- [Problem requirements]:
Restate verbatim the span of lines below between the line with "the window sill" and the line with "of the beige", including those two lines, and only that span.

Segment Start: Dataset excerpts

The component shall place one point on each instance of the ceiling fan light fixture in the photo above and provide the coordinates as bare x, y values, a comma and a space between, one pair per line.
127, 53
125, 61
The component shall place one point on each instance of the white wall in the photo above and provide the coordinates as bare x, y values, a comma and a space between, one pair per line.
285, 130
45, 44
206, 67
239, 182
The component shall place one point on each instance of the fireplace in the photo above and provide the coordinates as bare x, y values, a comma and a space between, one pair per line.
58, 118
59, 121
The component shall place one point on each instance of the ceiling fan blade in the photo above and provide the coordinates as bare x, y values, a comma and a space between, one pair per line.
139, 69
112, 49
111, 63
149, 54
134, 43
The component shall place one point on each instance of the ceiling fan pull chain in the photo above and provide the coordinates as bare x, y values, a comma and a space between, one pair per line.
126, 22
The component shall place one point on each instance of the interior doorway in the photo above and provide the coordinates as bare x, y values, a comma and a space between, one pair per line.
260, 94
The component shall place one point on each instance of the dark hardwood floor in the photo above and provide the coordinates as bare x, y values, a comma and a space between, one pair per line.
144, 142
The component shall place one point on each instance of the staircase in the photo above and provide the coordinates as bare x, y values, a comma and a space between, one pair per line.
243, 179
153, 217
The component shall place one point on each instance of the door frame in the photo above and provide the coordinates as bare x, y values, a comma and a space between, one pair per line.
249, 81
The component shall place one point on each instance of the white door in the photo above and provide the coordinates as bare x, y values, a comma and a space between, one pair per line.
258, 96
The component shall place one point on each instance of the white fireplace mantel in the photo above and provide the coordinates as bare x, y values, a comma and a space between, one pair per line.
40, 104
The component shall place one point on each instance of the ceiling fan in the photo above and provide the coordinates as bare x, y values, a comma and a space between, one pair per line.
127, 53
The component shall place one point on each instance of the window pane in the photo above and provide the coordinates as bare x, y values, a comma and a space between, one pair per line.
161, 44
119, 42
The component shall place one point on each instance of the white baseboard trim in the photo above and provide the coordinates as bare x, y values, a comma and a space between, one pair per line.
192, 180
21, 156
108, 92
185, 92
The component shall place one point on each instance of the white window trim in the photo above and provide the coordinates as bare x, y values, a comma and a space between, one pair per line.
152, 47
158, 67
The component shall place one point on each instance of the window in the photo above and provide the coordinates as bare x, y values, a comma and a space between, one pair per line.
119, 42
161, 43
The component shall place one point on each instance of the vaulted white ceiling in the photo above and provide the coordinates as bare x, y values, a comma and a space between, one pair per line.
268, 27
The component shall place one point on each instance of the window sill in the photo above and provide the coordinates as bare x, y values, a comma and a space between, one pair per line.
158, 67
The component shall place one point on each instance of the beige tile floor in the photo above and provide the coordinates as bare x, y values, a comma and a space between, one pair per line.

Segment End: Dataset excerpts
Segment Start: Dataset excerpts

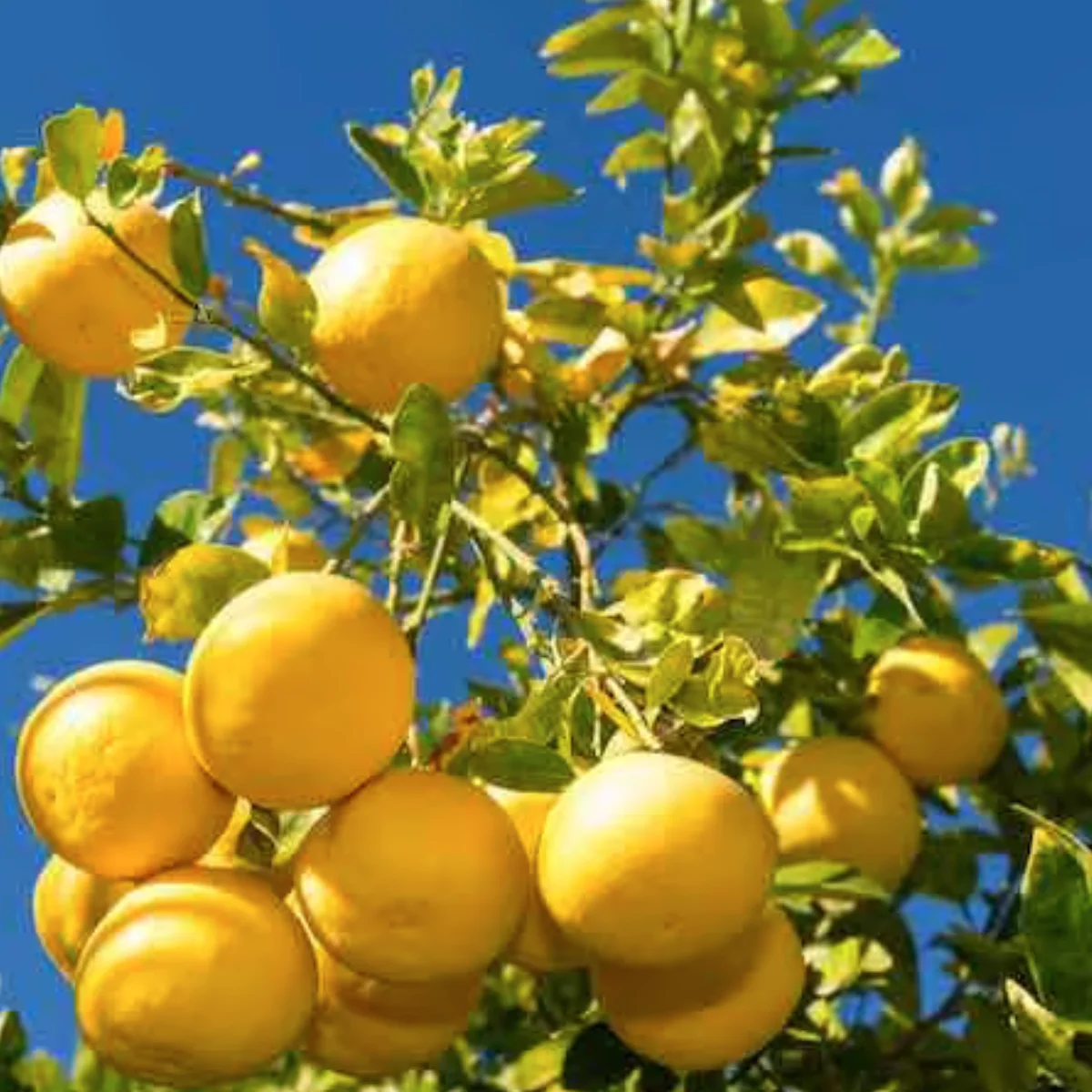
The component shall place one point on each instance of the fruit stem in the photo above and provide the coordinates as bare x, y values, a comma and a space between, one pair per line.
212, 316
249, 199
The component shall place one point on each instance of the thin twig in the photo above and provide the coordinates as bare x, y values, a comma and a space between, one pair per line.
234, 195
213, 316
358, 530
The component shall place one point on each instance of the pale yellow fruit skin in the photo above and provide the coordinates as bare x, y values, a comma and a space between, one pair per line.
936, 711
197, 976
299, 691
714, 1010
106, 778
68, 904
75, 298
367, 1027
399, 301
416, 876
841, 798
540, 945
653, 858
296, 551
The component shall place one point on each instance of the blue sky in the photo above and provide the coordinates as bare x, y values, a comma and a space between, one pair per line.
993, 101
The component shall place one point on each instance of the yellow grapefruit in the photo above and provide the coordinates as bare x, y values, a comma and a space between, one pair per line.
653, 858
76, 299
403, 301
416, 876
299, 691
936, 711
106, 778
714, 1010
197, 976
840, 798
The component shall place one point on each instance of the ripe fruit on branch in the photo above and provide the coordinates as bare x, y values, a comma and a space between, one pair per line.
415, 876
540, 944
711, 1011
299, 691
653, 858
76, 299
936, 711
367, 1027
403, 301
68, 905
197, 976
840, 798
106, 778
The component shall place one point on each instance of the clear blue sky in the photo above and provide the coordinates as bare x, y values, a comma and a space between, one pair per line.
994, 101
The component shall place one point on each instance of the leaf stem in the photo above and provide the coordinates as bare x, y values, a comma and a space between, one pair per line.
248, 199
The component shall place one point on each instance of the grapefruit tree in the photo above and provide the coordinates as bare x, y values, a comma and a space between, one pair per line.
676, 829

Segment End: Dataset excerpts
Segment Start: Dataset excerpts

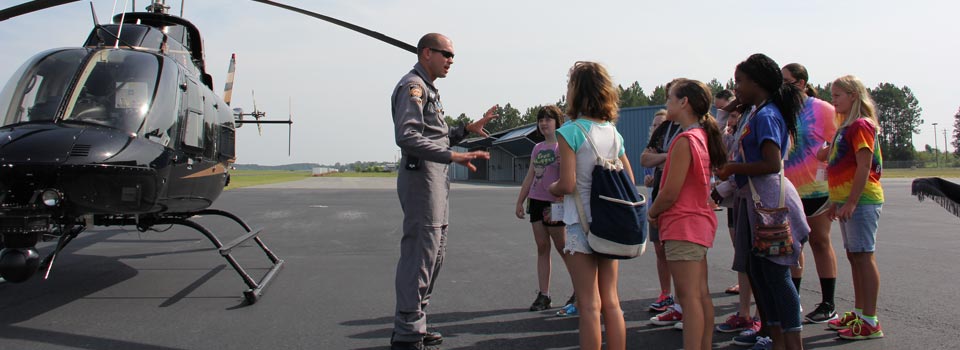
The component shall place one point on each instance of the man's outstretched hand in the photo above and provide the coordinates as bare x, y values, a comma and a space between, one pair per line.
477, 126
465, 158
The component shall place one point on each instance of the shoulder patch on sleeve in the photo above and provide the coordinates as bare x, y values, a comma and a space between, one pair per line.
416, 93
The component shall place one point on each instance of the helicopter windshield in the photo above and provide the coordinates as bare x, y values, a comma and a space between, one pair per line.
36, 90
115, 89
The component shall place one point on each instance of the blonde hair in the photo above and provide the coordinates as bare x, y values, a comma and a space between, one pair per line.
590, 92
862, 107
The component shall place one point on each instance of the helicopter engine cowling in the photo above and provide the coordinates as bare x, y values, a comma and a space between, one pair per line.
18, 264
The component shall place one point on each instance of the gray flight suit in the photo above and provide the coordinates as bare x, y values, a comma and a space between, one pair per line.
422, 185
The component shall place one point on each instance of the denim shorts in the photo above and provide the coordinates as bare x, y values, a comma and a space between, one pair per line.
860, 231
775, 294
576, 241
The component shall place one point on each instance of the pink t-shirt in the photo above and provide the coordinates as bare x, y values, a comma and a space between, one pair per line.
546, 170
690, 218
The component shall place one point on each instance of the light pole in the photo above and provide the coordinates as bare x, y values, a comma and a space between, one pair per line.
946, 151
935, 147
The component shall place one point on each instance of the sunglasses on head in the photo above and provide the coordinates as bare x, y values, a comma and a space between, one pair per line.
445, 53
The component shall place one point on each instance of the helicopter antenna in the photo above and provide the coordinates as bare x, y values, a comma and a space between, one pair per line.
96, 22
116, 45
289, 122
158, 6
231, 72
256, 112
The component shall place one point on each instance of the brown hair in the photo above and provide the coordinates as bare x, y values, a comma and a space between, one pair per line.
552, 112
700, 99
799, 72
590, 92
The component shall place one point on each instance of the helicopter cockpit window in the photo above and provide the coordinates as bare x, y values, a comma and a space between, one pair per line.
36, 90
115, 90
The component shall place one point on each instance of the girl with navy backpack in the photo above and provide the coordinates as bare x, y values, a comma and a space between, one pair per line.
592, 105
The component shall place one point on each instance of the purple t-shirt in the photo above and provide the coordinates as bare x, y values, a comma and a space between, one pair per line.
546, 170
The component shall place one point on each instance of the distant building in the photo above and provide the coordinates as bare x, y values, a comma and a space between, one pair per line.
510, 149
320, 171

Segment End: Dataset excerpts

- [Written answer]:
The component shall place one point on each instance of the window sill in the photo above and provide the coordinates as bare x, y values, a comma and a space between, one pair per line.
158, 67
The component shall place one point on each instance of the beige tile floor in the photo above and provide the coordinates as bare x, y values, a comma and a space between, one pair per line.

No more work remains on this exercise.